When a line below contains the string "wooden", show that line.

*DATA PROVIDED*:
+++

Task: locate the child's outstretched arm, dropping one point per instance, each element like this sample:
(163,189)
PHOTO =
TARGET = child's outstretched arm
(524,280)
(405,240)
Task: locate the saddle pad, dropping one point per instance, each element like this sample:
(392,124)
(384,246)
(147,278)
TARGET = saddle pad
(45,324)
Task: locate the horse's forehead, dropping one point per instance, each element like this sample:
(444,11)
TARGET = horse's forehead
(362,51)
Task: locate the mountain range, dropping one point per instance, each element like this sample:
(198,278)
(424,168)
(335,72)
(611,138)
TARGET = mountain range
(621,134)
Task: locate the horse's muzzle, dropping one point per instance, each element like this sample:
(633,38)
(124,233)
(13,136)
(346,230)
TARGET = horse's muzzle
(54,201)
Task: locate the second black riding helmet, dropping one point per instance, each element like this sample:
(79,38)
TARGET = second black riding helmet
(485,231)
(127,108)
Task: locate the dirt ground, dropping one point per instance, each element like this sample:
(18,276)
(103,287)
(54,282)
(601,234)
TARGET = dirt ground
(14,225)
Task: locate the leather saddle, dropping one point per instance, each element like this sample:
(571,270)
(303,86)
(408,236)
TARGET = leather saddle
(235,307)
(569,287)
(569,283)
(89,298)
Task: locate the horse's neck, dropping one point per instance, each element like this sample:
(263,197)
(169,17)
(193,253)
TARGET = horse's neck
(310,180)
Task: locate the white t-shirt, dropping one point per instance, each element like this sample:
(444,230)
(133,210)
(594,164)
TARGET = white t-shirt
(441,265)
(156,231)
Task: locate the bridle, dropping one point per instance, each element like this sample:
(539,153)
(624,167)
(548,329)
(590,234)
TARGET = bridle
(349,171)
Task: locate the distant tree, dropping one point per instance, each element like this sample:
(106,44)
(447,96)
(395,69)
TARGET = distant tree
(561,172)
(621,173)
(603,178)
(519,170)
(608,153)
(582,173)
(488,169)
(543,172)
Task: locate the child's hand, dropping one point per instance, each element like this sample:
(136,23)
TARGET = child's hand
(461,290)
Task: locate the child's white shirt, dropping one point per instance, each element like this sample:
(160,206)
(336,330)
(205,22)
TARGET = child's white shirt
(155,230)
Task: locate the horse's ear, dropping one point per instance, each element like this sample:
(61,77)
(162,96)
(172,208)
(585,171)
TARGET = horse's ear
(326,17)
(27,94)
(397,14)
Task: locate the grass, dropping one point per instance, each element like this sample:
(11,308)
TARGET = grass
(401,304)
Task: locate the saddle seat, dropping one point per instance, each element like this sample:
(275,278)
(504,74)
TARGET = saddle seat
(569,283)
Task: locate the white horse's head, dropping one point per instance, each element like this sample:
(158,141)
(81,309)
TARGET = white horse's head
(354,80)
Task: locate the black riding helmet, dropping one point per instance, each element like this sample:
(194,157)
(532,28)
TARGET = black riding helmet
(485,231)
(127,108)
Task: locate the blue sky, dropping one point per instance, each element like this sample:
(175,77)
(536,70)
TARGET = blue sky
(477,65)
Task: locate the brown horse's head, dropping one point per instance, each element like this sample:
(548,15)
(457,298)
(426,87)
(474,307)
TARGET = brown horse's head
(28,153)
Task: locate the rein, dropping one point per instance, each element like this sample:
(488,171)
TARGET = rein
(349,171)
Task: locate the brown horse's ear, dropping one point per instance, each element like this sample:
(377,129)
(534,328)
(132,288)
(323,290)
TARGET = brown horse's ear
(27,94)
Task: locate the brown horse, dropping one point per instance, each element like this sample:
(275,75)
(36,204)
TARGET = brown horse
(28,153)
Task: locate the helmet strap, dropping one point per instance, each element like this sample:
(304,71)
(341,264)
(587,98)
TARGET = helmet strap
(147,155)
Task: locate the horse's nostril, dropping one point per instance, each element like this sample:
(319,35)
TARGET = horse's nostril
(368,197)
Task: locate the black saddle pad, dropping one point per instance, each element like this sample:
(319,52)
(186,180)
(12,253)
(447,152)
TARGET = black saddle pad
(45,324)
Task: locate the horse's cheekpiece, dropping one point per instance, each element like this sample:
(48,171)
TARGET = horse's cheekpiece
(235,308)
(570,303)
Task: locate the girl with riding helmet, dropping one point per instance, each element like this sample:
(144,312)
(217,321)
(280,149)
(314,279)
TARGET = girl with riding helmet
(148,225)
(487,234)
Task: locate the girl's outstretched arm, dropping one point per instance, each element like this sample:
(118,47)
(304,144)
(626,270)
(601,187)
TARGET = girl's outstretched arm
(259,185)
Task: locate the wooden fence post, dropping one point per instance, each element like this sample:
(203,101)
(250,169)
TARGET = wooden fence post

+++

*PROBLEM SOLUTION*:
Task: locate the wooden fence post, dropping one point per instance, each element like this sample:
TARGET = wooden fence post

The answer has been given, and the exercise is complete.